[Information — start]

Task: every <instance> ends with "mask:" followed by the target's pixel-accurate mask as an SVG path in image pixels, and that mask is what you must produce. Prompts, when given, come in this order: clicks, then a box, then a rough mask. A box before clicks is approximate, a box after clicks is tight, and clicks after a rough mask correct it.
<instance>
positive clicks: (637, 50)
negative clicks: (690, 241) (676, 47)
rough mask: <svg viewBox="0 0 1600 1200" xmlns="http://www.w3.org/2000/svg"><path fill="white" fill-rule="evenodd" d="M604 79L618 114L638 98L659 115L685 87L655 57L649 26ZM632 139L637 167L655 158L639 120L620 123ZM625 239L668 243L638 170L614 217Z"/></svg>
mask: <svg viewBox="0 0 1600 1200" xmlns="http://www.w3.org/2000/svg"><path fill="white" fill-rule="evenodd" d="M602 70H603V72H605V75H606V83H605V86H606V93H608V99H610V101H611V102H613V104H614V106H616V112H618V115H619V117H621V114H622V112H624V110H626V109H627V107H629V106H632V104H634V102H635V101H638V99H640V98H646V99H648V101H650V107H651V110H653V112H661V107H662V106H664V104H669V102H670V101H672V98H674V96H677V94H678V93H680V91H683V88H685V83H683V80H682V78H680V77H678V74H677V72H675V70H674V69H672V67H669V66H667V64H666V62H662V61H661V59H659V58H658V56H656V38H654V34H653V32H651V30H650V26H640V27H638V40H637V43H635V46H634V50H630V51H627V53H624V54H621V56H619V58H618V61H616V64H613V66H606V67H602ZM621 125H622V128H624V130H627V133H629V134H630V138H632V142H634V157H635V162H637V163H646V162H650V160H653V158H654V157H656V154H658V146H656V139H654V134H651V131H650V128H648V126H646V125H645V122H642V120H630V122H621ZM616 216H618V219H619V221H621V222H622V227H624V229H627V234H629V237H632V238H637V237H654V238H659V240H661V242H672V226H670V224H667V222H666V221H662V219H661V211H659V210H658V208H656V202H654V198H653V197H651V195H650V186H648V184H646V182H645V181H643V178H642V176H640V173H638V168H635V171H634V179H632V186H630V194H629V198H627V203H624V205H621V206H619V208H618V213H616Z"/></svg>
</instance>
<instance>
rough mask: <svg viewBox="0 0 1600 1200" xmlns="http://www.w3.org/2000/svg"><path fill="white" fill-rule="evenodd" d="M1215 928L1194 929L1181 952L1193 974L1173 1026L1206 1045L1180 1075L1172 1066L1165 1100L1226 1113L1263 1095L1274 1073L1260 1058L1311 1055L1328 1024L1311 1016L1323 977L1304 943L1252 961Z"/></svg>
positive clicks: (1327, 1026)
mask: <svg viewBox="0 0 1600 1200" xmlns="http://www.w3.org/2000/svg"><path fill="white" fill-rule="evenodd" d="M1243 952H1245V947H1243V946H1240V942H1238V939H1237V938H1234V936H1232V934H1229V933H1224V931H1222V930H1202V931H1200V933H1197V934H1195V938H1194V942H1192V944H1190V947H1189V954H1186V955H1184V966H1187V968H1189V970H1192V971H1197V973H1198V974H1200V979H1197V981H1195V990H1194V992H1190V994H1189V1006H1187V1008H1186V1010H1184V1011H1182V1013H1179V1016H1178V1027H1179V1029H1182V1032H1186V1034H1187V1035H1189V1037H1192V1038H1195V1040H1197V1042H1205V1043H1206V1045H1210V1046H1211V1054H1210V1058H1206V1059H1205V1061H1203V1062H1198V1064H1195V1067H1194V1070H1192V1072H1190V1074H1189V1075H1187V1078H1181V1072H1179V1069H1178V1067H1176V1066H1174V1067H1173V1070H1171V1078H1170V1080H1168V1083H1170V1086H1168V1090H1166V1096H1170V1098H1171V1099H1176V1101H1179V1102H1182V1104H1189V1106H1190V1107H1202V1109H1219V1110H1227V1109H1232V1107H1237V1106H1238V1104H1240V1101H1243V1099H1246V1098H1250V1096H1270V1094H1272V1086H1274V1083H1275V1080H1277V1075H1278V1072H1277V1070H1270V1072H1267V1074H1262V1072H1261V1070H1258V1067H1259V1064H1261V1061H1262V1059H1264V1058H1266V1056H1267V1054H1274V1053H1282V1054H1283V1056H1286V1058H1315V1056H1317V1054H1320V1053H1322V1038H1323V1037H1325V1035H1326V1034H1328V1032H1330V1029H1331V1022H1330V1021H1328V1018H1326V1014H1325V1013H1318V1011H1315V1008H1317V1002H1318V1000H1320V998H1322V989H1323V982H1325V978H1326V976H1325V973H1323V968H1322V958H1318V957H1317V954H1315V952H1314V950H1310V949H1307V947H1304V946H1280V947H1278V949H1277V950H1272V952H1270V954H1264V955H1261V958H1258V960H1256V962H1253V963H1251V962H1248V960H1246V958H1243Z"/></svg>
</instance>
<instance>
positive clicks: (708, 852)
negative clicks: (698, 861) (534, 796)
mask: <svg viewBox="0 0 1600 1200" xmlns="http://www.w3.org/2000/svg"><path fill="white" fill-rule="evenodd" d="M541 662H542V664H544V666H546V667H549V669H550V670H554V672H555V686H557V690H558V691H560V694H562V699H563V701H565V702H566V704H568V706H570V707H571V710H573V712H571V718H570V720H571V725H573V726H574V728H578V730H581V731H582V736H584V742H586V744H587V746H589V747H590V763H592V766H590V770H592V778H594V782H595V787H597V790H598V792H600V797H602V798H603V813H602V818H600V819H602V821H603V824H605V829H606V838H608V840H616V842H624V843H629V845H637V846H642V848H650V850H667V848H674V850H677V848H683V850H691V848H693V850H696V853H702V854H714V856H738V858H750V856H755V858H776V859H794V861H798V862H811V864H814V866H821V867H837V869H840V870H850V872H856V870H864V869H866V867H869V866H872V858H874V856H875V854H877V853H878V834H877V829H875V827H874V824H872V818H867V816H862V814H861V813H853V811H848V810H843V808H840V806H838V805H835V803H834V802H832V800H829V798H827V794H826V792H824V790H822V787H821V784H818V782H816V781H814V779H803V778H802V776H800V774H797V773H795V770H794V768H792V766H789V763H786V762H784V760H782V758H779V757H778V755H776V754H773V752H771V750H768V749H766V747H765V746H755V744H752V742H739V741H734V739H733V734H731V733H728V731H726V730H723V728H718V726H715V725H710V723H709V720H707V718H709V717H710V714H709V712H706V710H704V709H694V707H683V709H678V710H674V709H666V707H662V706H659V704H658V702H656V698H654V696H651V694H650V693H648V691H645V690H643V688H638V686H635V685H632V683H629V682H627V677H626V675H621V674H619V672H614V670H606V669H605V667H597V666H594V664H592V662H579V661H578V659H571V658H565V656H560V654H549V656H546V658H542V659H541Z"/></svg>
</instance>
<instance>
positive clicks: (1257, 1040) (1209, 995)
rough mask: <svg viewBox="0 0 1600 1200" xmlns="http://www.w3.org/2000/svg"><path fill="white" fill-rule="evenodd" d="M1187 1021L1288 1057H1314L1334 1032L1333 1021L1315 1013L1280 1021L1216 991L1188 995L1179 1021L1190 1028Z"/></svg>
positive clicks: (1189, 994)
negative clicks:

[Information — finish]

§ **Aim of the exercise**: Could you print everything from the first of the rows down to the line that contains "79L618 114L638 98L659", with both ends included and nothing changed?

§ **Answer space**:
Task: every <instance> ends with "mask:" followed by the target's pixel-accurate mask as an SVG path in image pixels, and that mask is what you must produce. Prompts, when given, come in this order: clicks, then a box, then a rough mask. A box before clicks is approximate, a box after clicks is tight, and clicks after a rough mask correct it.
<instance>
positive clicks: (637, 50)
negative clicks: (690, 241) (676, 47)
rough mask: <svg viewBox="0 0 1600 1200" xmlns="http://www.w3.org/2000/svg"><path fill="white" fill-rule="evenodd" d="M604 79L618 114L638 98L659 115L685 87L655 57L649 26ZM632 139L637 167L655 158L639 120L620 123ZM625 239L668 243L638 170L614 217Z"/></svg>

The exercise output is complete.